# Start of DATA FOR PROCESSING

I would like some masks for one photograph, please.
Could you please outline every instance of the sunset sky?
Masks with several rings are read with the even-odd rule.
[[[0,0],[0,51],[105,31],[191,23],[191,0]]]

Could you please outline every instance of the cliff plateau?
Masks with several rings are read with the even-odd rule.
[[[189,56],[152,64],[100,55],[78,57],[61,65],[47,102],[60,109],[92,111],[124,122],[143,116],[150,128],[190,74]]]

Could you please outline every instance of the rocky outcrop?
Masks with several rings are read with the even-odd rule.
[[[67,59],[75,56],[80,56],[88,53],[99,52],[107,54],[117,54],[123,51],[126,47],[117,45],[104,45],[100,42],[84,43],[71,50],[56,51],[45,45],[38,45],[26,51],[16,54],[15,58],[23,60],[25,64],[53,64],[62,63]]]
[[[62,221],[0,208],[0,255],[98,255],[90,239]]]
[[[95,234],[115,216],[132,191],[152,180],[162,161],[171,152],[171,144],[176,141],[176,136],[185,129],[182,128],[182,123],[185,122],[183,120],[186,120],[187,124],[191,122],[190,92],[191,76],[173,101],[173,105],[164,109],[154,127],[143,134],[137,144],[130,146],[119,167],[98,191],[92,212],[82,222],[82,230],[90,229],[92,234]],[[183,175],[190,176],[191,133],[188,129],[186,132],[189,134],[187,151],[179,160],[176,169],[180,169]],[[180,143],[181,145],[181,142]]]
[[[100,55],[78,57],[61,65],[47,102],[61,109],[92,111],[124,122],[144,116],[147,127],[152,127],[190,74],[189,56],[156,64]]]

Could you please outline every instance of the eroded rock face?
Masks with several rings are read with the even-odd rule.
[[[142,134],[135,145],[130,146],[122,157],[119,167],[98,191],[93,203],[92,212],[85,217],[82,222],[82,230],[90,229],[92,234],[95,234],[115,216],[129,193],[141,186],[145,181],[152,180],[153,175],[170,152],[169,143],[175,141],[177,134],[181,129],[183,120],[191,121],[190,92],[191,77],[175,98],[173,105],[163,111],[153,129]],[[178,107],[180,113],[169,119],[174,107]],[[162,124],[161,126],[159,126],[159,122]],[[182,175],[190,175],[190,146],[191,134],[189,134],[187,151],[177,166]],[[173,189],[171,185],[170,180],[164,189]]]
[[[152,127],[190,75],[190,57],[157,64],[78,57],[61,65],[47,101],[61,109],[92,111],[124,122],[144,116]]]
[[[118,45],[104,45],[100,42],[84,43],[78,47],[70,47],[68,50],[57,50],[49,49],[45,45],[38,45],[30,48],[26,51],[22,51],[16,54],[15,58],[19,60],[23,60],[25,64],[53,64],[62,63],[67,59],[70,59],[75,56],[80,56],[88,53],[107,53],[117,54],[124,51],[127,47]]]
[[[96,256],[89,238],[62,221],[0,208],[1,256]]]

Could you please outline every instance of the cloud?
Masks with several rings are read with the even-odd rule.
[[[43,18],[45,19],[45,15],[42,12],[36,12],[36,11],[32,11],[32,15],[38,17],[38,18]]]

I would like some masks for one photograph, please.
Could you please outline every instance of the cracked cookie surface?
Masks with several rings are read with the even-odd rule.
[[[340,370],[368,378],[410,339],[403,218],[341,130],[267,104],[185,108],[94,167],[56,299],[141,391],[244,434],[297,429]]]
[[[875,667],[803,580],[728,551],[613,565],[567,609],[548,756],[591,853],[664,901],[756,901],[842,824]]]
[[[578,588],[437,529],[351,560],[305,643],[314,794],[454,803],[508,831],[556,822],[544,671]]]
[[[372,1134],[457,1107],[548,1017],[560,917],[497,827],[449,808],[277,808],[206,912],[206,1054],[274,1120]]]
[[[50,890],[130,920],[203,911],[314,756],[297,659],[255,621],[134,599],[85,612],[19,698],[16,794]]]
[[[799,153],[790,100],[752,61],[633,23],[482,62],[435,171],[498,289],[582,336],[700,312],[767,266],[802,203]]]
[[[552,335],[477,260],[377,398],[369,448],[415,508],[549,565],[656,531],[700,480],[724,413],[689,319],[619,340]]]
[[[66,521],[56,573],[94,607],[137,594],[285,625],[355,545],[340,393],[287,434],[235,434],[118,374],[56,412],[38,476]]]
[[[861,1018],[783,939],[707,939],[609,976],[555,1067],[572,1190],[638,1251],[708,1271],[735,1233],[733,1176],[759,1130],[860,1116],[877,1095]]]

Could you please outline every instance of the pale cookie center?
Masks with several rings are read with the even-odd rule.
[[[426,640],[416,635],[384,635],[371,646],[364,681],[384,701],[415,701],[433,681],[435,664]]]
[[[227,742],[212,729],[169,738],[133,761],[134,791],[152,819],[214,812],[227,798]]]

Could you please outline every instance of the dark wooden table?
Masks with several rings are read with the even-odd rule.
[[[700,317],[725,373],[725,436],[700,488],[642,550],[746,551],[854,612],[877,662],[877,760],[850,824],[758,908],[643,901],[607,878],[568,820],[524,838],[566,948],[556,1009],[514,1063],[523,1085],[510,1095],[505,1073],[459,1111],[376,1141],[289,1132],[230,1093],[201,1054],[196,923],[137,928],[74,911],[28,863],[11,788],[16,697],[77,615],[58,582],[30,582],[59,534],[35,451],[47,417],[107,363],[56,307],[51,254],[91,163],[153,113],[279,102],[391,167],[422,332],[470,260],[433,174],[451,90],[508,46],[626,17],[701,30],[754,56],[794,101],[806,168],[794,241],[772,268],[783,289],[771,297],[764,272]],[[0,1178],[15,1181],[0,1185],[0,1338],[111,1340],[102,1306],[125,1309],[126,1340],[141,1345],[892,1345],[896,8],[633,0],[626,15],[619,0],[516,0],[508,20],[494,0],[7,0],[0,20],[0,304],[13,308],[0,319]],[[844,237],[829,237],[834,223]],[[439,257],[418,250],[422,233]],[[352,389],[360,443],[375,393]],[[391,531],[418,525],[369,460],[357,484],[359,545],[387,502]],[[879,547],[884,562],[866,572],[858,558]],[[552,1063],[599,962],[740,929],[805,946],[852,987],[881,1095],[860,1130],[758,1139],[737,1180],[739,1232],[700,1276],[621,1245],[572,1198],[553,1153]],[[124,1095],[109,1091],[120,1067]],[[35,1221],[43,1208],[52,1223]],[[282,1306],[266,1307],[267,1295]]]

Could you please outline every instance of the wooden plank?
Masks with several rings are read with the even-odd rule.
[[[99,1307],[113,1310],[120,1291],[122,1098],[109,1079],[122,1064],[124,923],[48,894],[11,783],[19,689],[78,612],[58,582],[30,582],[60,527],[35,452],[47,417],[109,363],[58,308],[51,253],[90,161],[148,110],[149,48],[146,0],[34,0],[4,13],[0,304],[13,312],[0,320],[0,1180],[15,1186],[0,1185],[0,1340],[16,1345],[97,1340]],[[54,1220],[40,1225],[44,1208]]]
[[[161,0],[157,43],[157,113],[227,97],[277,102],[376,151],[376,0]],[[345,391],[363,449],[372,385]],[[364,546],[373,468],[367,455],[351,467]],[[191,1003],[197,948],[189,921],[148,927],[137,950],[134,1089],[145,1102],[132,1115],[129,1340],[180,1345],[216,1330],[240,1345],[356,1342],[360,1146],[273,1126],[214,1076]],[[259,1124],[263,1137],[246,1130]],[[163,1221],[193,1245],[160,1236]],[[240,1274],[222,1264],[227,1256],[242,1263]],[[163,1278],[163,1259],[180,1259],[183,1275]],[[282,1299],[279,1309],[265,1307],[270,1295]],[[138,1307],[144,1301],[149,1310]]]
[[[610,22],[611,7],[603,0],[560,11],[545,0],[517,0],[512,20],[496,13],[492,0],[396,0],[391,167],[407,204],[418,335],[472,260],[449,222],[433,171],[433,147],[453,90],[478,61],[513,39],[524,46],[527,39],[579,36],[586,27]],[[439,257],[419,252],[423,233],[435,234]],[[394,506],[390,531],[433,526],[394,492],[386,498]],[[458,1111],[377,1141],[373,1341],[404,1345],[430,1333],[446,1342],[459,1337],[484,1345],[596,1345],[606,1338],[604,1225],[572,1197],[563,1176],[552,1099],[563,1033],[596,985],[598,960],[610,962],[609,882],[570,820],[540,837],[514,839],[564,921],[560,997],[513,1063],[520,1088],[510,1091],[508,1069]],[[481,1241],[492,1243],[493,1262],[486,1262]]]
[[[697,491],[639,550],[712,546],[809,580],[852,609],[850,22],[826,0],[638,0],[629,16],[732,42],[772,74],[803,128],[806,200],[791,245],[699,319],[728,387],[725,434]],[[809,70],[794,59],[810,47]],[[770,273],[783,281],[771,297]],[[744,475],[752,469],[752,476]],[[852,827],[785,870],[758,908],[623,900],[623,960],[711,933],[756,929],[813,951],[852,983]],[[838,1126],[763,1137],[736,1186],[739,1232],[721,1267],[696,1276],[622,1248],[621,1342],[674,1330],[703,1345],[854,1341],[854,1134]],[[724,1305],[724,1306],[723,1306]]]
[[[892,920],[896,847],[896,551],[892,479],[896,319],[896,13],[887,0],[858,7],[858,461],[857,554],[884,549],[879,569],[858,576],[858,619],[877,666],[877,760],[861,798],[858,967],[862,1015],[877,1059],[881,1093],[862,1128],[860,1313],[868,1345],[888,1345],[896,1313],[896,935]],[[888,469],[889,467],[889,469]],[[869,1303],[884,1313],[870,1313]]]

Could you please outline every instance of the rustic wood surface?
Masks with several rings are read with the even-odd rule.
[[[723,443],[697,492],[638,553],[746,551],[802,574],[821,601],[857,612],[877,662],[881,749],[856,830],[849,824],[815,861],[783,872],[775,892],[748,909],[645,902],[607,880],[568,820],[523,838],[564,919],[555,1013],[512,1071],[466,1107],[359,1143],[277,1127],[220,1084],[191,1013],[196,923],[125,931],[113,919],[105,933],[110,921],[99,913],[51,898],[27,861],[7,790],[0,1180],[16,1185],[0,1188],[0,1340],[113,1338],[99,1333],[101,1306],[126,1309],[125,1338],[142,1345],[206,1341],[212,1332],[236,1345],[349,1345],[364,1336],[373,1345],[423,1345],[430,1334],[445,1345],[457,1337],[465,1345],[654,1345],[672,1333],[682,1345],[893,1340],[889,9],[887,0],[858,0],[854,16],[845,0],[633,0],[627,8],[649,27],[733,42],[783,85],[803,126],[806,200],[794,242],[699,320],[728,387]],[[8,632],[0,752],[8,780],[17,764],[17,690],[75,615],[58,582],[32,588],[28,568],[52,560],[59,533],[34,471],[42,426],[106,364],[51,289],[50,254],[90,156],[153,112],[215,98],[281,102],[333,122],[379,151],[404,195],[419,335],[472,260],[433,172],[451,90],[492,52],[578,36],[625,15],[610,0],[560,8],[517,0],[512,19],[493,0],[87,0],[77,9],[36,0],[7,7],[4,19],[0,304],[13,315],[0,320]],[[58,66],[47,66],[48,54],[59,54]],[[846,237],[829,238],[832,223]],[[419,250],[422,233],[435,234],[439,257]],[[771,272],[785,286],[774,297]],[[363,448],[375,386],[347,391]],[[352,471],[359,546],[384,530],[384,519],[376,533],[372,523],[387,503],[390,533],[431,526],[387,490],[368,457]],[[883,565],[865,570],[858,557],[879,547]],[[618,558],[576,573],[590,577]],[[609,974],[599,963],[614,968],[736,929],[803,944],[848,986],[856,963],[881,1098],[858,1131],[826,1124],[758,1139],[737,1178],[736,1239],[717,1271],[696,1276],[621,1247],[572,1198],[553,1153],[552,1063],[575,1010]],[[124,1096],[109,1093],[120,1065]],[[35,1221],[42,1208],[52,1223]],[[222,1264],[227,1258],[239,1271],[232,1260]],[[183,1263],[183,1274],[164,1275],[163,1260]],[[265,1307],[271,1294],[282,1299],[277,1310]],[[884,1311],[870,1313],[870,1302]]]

# End of DATA FOR PROCESSING

- [PROBLEM] Reproduce, character for character, the lines of the listing starting at the line that contains "Could you please outline every instance of the rocky" and ending at the line that contains "[[[62,221],[0,208],[0,255],[98,255],[90,239]]]". Include both of those lines.

- [RESULT OF THIS EXERCISE]
Could you please outline every instance of the rocky outcrop?
Masks with several rings are read with the even-odd rule.
[[[67,59],[75,56],[80,56],[88,53],[99,52],[107,54],[117,54],[123,51],[126,47],[117,45],[104,45],[100,42],[84,43],[71,50],[56,51],[45,45],[38,45],[26,51],[16,54],[15,58],[23,60],[25,64],[53,64],[62,63]]]
[[[62,221],[0,208],[0,255],[98,255],[90,239]]]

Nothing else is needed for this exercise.